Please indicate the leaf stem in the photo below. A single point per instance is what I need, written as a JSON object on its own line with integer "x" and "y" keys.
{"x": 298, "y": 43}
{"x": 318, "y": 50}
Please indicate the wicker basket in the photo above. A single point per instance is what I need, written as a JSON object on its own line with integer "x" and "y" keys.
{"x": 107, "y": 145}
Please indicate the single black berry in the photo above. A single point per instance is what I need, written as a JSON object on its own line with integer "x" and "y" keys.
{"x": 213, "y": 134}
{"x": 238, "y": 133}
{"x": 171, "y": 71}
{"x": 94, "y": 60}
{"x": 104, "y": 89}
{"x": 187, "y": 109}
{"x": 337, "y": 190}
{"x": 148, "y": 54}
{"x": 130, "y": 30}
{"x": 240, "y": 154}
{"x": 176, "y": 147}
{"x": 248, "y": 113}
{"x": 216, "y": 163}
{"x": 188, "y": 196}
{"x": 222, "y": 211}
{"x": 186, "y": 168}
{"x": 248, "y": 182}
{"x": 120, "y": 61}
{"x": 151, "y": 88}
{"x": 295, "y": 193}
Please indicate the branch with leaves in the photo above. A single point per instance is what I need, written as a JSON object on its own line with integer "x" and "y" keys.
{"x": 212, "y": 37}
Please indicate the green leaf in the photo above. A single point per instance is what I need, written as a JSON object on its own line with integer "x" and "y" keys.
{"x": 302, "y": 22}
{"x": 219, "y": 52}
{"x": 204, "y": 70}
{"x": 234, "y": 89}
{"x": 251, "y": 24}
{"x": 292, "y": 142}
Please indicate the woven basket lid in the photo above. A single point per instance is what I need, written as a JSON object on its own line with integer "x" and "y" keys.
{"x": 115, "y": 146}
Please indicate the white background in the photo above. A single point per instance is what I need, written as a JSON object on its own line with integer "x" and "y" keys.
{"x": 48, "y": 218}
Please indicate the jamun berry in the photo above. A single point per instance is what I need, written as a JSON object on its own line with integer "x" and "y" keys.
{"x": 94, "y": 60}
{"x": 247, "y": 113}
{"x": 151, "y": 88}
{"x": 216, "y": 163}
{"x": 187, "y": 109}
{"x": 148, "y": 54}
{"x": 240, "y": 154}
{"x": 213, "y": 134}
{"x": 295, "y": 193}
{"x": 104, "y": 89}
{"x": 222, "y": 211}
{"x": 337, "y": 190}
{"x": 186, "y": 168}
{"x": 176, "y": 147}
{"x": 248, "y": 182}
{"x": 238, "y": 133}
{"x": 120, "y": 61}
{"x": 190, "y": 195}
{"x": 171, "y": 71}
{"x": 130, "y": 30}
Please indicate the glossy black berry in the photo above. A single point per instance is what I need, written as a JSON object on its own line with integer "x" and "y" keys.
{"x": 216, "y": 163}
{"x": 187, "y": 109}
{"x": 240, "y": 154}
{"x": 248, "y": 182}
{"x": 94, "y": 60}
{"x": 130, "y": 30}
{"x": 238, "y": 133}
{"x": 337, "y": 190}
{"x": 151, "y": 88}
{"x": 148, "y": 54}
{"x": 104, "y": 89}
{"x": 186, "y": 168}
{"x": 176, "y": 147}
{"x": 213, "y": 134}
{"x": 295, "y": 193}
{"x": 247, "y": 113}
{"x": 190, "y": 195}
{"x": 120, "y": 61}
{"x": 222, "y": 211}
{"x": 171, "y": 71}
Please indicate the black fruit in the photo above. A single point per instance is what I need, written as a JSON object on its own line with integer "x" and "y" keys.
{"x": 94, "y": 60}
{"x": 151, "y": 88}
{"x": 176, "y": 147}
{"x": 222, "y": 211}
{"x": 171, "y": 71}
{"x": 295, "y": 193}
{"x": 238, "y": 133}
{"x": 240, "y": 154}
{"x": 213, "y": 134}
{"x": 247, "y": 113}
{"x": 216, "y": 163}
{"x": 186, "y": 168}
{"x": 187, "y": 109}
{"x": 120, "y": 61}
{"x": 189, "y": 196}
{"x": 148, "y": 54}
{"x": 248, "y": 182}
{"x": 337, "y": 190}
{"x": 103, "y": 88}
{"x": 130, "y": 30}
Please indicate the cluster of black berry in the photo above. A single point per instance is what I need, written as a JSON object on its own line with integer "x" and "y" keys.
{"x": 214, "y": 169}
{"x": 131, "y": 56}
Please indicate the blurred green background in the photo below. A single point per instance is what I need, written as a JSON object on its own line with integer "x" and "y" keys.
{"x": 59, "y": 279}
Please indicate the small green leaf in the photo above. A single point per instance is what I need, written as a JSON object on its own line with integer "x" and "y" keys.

----

== What this task involves ==
Exactly as written, return every line of the material.

== Output for this task ==
Please indicate the leaf stem in the photo below. A single point per instance is what I need, written as a JSON object on its own line with integer "x" and "y" keys.
{"x": 298, "y": 43}
{"x": 318, "y": 50}
Please indicate the wicker basket in the photo above. A single point per instance is what I need, written as a JSON object on its own line with integer "x" and "y" keys.
{"x": 107, "y": 145}
Please indicate the single black berry in the photo above. A single point per instance is what I need, written as a JSON object on its own line with integer "x" and "y" keys.
{"x": 213, "y": 134}
{"x": 238, "y": 133}
{"x": 171, "y": 71}
{"x": 94, "y": 60}
{"x": 104, "y": 89}
{"x": 187, "y": 109}
{"x": 337, "y": 190}
{"x": 148, "y": 54}
{"x": 130, "y": 30}
{"x": 240, "y": 154}
{"x": 176, "y": 147}
{"x": 248, "y": 113}
{"x": 216, "y": 163}
{"x": 188, "y": 196}
{"x": 222, "y": 211}
{"x": 186, "y": 168}
{"x": 248, "y": 182}
{"x": 120, "y": 61}
{"x": 151, "y": 88}
{"x": 295, "y": 193}
Please indicate the branch with leaves in the photo above. A single point per instance is what I need, written as a JSON object on its own line with integer "x" and "y" keys.
{"x": 212, "y": 37}
Please indicate the green leaf in the photo above. A single point per instance is what I need, written as a JSON object on its own line with integer "x" and "y" keys.
{"x": 302, "y": 22}
{"x": 219, "y": 52}
{"x": 204, "y": 70}
{"x": 234, "y": 89}
{"x": 251, "y": 24}
{"x": 292, "y": 142}
Please indicate the woven basket lid in the photo above. A single point per instance is what I need, written as a JSON object on its own line with integer "x" and "y" keys.
{"x": 115, "y": 146}
Please indicate the white background in the photo above. A single point per instance is what I need, written as a JSON object on its own line with integer "x" and "y" keys.
{"x": 48, "y": 218}
Please indicate the jamun berry in the photo above. A single point per instance is what I need, written as a JSON object on its own line with integer "x" and "y" keys.
{"x": 94, "y": 60}
{"x": 247, "y": 113}
{"x": 151, "y": 88}
{"x": 216, "y": 163}
{"x": 187, "y": 109}
{"x": 148, "y": 54}
{"x": 240, "y": 154}
{"x": 213, "y": 134}
{"x": 295, "y": 193}
{"x": 104, "y": 89}
{"x": 222, "y": 211}
{"x": 337, "y": 190}
{"x": 186, "y": 168}
{"x": 176, "y": 147}
{"x": 248, "y": 182}
{"x": 238, "y": 133}
{"x": 120, "y": 61}
{"x": 190, "y": 195}
{"x": 171, "y": 71}
{"x": 130, "y": 30}
Please indicate the glossy black berry in the photo above. A single point per instance is what I need, written as a JSON object on its own line with integer "x" and "y" keys.
{"x": 216, "y": 163}
{"x": 187, "y": 109}
{"x": 240, "y": 154}
{"x": 248, "y": 182}
{"x": 94, "y": 60}
{"x": 130, "y": 30}
{"x": 238, "y": 133}
{"x": 337, "y": 190}
{"x": 151, "y": 88}
{"x": 148, "y": 54}
{"x": 104, "y": 89}
{"x": 186, "y": 168}
{"x": 176, "y": 147}
{"x": 213, "y": 134}
{"x": 295, "y": 193}
{"x": 247, "y": 113}
{"x": 190, "y": 195}
{"x": 120, "y": 61}
{"x": 222, "y": 211}
{"x": 171, "y": 71}
Please indicate the black fruit in the photo above. A single point per instance is what I need, written as a JSON object on its own line with integer "x" and "y" keys.
{"x": 94, "y": 60}
{"x": 151, "y": 88}
{"x": 176, "y": 147}
{"x": 222, "y": 211}
{"x": 171, "y": 71}
{"x": 295, "y": 193}
{"x": 238, "y": 133}
{"x": 240, "y": 154}
{"x": 213, "y": 134}
{"x": 247, "y": 113}
{"x": 216, "y": 163}
{"x": 186, "y": 168}
{"x": 187, "y": 109}
{"x": 120, "y": 61}
{"x": 189, "y": 196}
{"x": 148, "y": 54}
{"x": 248, "y": 182}
{"x": 337, "y": 190}
{"x": 103, "y": 88}
{"x": 130, "y": 30}
Please indicate the cluster of black berry in the photo above. A single point per instance is what I need, written as a JSON object on its own line with integer "x" and "y" keys.
{"x": 214, "y": 169}
{"x": 131, "y": 56}
Please indicate the blurred green background in the photo below. A single point per instance is what I need, written as a JSON object on its own line with integer "x" and "y" keys.
{"x": 59, "y": 279}
Please indicate the small green leaf in the photo above. A single point per instance is what I need, written as a JSON object on its own line with integer "x" and "y" keys.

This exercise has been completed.